--- Task ---
Retype every entry in its entirety, without alteration.

--- Data to process ---
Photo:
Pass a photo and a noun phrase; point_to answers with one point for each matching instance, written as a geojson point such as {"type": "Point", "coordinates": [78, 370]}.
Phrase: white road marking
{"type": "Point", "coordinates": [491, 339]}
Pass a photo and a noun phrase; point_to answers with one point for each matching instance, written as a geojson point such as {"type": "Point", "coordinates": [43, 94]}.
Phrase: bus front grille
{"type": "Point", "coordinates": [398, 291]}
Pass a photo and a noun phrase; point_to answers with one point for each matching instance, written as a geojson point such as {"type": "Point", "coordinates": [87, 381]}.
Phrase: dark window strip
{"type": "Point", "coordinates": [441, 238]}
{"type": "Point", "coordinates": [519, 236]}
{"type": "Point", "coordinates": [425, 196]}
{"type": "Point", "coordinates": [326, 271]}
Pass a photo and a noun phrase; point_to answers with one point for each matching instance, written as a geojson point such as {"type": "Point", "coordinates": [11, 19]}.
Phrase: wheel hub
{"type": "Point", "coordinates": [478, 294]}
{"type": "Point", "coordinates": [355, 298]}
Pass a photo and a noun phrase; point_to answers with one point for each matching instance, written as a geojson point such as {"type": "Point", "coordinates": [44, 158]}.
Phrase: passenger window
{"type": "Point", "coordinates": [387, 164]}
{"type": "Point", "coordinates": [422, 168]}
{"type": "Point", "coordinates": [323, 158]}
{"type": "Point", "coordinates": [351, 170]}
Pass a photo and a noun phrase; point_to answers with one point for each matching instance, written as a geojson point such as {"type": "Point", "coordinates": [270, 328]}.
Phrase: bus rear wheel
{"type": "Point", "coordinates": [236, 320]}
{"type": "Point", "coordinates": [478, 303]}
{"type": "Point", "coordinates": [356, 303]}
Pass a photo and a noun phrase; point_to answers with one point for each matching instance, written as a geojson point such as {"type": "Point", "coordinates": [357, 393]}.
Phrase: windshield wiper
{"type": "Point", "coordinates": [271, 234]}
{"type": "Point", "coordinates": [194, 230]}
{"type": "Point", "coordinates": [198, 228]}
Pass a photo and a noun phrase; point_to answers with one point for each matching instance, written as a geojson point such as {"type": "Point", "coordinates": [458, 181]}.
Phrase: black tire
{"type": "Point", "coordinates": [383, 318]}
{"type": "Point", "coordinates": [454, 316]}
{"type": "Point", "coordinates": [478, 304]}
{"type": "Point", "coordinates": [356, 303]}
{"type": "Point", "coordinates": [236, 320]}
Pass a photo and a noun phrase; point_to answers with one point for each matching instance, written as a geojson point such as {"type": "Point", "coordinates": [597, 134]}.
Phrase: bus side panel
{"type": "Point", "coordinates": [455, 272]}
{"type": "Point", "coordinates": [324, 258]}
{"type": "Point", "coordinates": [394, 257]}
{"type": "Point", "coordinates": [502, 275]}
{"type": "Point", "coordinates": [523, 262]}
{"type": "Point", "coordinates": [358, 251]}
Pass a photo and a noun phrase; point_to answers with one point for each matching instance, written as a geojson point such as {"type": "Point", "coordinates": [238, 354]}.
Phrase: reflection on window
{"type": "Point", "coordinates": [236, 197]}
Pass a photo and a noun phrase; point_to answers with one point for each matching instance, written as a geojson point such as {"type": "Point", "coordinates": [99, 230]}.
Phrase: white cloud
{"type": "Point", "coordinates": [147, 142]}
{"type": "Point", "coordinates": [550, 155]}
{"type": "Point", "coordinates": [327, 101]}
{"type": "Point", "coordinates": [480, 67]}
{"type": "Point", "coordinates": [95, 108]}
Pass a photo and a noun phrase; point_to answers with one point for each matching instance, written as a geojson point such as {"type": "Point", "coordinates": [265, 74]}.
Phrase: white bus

--- The reply ---
Photo:
Pass a photo and a noun phrase; point_to answers with one point for each matching instance, written as a geojson point such as {"type": "Point", "coordinates": [78, 370]}.
Phrase: white road marking
{"type": "Point", "coordinates": [491, 339]}
Pass a photo and a noun phrase; point_to answers with one point for each matching instance, written as a geojson point such as {"type": "Point", "coordinates": [43, 94]}.
Phrase: bus front grille
{"type": "Point", "coordinates": [398, 291]}
Pass a photo and a noun phrase; point_to answers with one point for each matching instance, written as a geojson point such as {"type": "Point", "coordinates": [87, 381]}.
Phrase: dark window strip
{"type": "Point", "coordinates": [441, 238]}
{"type": "Point", "coordinates": [519, 236]}
{"type": "Point", "coordinates": [425, 196]}
{"type": "Point", "coordinates": [326, 271]}
Pass a photo and a noun phrase; point_to answers with one point for each matching instance, written as a geojson point such as {"type": "Point", "coordinates": [11, 19]}.
Phrase: wheel hub
{"type": "Point", "coordinates": [478, 294]}
{"type": "Point", "coordinates": [355, 298]}
Pass a photo and a noun phrase; point_to answers with one point for each matching instance, written as a geojson point such as {"type": "Point", "coordinates": [44, 158]}.
Phrase: passenger window
{"type": "Point", "coordinates": [387, 164]}
{"type": "Point", "coordinates": [422, 168]}
{"type": "Point", "coordinates": [323, 158]}
{"type": "Point", "coordinates": [351, 170]}
Pass a photo and a noun phrase; point_to answers with one point for each matching instance, written as a geojson point such as {"type": "Point", "coordinates": [270, 328]}.
Phrase: bus rear wheel
{"type": "Point", "coordinates": [236, 320]}
{"type": "Point", "coordinates": [478, 303]}
{"type": "Point", "coordinates": [356, 303]}
Pass a photo and a noun phrase; point_to answers with one point for each matching instance, written as a geojson point such as {"type": "Point", "coordinates": [357, 393]}.
Phrase: windshield wiper
{"type": "Point", "coordinates": [271, 234]}
{"type": "Point", "coordinates": [194, 230]}
{"type": "Point", "coordinates": [198, 228]}
Pass a photo and a noun phrase; point_to answers with one point for each matching instance, written as a geojson point such as {"type": "Point", "coordinates": [458, 181]}.
Phrase: black tire
{"type": "Point", "coordinates": [383, 318]}
{"type": "Point", "coordinates": [454, 316]}
{"type": "Point", "coordinates": [478, 304]}
{"type": "Point", "coordinates": [356, 303]}
{"type": "Point", "coordinates": [236, 320]}
Pass a photo and a noun phrase; point_to answers with one point for each matching instance, written as a geojson point such as {"type": "Point", "coordinates": [597, 134]}.
Phrase: bus side panel
{"type": "Point", "coordinates": [455, 272]}
{"type": "Point", "coordinates": [324, 258]}
{"type": "Point", "coordinates": [394, 257]}
{"type": "Point", "coordinates": [502, 275]}
{"type": "Point", "coordinates": [523, 262]}
{"type": "Point", "coordinates": [358, 251]}
Pass a photo and a noun phrase; point_to answers with one point for each matching instance, written as a geojson point such as {"type": "Point", "coordinates": [238, 354]}.
Phrase: reflection on window
{"type": "Point", "coordinates": [236, 197]}
Pass a photo and a noun phrase; point_to answers with one point for each matching instance, written as a geojson point such as {"type": "Point", "coordinates": [99, 230]}.
Phrase: white cloud
{"type": "Point", "coordinates": [147, 142]}
{"type": "Point", "coordinates": [550, 155]}
{"type": "Point", "coordinates": [327, 101]}
{"type": "Point", "coordinates": [480, 67]}
{"type": "Point", "coordinates": [95, 108]}
Pass a photo and a noun phrase; point_to answers with one point for each matching instance, written as a geojson point such as {"type": "Point", "coordinates": [265, 74]}.
Phrase: white bus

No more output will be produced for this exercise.